=== TASK OBJECTIVE ===
Pull out every line in the records below that contains the string "green". Only lines that match its capitalization count.

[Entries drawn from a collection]
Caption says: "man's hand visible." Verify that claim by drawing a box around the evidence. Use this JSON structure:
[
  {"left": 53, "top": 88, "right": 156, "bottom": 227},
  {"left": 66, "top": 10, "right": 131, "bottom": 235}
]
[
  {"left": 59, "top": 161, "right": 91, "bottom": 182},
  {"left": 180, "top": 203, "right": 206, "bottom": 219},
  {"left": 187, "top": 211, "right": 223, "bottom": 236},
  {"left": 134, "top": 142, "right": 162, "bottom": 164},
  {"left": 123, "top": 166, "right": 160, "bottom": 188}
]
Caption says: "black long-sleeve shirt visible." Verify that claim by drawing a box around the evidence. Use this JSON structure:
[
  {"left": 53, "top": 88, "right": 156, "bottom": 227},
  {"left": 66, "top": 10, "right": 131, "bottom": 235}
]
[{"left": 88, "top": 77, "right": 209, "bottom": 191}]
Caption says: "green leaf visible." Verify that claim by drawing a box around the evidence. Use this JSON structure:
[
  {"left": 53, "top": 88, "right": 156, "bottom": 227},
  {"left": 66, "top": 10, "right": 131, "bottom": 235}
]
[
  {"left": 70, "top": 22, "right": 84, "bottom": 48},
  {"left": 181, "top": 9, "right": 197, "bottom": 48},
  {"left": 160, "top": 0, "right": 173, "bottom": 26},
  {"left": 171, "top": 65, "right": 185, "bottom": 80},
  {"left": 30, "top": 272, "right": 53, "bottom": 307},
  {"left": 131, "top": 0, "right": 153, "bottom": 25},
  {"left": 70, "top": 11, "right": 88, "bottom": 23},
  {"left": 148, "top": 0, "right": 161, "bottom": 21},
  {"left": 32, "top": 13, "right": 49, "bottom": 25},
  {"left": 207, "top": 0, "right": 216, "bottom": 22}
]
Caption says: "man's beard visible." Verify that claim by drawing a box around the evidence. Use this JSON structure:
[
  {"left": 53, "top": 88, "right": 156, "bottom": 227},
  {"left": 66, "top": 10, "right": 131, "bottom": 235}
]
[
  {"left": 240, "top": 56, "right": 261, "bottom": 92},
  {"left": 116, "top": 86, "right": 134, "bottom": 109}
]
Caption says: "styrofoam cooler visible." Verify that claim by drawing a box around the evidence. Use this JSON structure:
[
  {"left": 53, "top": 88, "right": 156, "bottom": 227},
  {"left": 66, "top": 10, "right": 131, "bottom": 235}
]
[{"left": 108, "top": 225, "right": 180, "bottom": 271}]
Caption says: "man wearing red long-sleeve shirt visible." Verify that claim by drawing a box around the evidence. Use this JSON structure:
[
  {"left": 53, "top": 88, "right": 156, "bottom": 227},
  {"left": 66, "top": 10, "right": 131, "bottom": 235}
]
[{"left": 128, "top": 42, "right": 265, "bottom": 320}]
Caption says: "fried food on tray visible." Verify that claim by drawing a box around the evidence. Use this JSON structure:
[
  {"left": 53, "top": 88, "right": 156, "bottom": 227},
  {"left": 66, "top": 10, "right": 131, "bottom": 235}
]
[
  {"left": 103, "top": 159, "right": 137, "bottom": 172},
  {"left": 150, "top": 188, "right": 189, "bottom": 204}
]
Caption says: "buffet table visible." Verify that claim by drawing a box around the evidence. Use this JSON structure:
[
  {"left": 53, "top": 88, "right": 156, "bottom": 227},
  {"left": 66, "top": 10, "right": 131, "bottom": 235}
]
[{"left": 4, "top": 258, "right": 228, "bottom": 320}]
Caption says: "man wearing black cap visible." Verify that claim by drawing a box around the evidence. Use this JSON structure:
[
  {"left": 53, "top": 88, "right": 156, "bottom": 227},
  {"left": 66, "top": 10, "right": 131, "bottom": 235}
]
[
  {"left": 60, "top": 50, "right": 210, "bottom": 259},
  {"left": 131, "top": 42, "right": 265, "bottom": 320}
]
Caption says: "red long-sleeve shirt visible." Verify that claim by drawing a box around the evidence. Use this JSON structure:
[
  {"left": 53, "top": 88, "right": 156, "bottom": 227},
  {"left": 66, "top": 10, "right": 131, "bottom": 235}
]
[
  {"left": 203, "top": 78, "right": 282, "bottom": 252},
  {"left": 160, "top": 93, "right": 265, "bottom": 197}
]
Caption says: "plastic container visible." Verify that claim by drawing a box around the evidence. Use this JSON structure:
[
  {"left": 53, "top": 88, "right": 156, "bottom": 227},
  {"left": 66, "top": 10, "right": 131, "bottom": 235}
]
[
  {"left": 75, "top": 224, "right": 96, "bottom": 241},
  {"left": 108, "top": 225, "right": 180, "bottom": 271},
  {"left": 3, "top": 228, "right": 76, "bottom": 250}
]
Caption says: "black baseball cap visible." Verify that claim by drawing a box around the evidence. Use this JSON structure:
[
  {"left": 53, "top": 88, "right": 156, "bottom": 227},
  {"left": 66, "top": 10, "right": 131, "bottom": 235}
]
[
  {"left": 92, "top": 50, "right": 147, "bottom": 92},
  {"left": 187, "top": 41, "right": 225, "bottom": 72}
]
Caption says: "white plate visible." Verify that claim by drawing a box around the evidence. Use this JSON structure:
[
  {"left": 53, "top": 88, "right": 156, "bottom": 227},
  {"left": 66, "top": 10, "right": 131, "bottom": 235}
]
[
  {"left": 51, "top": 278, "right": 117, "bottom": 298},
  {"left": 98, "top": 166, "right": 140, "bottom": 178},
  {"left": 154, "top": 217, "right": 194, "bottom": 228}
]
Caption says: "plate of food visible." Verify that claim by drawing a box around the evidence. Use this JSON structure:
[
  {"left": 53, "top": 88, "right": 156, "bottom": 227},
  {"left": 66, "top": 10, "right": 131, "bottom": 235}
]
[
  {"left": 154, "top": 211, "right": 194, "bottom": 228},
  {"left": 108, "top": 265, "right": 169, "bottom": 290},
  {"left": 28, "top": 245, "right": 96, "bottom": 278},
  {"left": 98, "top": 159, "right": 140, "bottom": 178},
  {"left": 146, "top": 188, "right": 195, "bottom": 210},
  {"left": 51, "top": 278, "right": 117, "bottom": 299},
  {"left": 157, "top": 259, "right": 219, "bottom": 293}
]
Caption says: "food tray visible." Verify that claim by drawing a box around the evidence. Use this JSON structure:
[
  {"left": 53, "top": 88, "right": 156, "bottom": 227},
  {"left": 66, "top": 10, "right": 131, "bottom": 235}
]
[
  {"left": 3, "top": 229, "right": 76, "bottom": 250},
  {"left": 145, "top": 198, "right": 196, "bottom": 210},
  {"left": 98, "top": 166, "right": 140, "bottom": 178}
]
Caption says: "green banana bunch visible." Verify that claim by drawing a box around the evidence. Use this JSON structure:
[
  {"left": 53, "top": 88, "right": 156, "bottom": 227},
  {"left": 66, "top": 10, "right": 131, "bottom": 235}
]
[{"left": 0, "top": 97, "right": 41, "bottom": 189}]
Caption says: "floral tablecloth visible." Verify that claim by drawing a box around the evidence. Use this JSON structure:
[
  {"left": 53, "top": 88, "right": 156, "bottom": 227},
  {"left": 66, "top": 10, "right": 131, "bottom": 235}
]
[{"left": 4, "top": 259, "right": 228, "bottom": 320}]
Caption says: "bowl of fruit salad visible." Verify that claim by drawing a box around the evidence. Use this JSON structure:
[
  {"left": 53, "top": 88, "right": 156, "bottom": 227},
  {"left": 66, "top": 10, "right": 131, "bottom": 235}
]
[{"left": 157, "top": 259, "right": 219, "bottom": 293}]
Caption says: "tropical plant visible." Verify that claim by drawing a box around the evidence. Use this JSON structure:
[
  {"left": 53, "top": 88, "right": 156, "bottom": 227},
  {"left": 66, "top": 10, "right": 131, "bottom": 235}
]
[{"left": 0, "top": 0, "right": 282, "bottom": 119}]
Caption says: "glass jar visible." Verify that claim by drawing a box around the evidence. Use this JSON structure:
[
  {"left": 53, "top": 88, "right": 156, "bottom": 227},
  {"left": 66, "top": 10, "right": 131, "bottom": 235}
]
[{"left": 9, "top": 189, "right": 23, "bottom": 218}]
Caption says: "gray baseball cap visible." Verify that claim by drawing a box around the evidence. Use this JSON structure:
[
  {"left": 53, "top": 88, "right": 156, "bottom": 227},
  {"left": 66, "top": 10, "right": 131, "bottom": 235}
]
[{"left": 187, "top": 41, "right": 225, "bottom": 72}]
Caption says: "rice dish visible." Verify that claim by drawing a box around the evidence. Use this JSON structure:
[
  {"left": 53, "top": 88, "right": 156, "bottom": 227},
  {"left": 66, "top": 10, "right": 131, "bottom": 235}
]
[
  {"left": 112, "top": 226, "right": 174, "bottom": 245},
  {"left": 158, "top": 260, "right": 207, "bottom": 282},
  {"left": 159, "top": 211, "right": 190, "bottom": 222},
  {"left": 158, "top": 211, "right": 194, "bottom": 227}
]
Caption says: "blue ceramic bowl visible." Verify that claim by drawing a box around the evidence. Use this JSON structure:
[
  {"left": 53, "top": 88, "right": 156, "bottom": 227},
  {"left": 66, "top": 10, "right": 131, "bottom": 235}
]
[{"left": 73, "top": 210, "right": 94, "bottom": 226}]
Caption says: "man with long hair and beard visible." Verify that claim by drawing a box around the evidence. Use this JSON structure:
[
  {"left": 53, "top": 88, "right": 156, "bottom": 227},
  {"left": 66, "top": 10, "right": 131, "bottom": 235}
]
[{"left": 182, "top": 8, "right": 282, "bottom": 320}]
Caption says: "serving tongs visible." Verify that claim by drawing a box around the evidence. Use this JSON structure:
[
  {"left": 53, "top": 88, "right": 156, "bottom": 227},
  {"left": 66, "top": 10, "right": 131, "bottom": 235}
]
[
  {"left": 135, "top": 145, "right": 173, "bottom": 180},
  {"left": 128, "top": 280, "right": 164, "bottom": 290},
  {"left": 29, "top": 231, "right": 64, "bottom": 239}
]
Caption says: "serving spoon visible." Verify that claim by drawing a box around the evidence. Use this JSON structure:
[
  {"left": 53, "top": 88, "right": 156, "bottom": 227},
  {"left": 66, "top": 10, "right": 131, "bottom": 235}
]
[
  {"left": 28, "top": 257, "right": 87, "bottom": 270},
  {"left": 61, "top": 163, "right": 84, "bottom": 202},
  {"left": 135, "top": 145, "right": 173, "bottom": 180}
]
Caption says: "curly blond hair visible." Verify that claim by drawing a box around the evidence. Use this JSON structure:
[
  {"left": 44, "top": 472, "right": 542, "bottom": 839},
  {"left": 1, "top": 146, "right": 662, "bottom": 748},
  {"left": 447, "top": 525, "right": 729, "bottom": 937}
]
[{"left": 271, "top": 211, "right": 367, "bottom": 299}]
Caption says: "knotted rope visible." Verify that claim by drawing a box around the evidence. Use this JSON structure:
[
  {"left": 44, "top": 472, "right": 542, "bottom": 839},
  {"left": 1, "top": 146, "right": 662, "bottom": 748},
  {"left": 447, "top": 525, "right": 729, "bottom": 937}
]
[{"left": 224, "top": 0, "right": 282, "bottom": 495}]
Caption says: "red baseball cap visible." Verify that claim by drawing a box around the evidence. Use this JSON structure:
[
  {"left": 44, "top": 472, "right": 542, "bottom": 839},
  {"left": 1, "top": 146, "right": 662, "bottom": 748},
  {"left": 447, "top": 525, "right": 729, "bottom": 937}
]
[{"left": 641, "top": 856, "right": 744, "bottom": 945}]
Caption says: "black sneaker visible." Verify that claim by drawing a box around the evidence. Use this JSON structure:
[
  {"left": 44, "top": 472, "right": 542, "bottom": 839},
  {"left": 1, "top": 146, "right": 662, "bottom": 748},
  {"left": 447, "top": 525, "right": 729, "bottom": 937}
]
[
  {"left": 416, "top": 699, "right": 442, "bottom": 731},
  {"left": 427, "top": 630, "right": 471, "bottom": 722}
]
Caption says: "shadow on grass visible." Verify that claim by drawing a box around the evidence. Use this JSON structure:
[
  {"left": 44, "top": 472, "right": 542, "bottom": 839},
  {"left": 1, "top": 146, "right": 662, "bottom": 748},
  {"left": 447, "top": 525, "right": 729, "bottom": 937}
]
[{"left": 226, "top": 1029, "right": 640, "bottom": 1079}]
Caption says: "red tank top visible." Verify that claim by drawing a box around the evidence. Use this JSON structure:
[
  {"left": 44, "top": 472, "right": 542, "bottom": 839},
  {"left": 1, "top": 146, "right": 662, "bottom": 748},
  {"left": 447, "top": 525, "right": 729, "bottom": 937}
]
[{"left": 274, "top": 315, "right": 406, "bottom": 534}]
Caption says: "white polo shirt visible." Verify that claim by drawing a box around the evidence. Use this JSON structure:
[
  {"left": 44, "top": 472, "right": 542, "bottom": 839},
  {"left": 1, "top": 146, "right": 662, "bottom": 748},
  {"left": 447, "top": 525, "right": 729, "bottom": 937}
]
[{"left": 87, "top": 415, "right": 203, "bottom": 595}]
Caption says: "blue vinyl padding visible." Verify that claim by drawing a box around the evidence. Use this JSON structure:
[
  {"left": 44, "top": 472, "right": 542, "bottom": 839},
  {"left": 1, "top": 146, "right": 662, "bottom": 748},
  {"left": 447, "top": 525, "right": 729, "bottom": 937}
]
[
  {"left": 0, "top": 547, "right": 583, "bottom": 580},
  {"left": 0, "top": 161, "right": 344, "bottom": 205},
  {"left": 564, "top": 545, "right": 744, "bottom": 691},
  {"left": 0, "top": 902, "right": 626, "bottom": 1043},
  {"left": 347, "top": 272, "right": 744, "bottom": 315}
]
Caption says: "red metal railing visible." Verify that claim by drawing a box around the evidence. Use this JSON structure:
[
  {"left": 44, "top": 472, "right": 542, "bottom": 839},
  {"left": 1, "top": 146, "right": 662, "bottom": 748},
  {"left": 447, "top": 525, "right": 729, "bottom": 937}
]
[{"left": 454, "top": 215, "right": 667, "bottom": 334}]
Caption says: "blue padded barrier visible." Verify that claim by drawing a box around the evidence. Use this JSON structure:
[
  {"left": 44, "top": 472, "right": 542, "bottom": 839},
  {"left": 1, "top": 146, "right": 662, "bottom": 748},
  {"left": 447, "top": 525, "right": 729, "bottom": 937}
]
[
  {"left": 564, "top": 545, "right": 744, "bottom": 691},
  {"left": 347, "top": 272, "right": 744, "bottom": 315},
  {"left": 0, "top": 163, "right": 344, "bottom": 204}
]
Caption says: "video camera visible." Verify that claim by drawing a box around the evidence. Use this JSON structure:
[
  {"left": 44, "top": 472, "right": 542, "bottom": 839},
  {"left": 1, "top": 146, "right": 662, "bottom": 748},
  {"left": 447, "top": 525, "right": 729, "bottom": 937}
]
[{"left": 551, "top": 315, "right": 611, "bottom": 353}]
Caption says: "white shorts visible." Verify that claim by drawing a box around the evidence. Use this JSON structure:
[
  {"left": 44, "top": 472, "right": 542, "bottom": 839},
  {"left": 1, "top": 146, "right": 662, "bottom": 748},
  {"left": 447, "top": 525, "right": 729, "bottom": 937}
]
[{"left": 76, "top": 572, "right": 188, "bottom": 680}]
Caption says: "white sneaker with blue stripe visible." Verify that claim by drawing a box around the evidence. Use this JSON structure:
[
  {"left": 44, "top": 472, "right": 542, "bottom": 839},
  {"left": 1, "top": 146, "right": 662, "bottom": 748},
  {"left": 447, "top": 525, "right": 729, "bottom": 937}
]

=== RESPONSE TO THIS TASK ===
Caption says: "green leaf visible." Verify that claim by drawing a box around the evidence. Use this JSON structure:
Caption says: "green banana bunch visible." Verify that claim by drawing a box around the evidence. Use this JSON structure:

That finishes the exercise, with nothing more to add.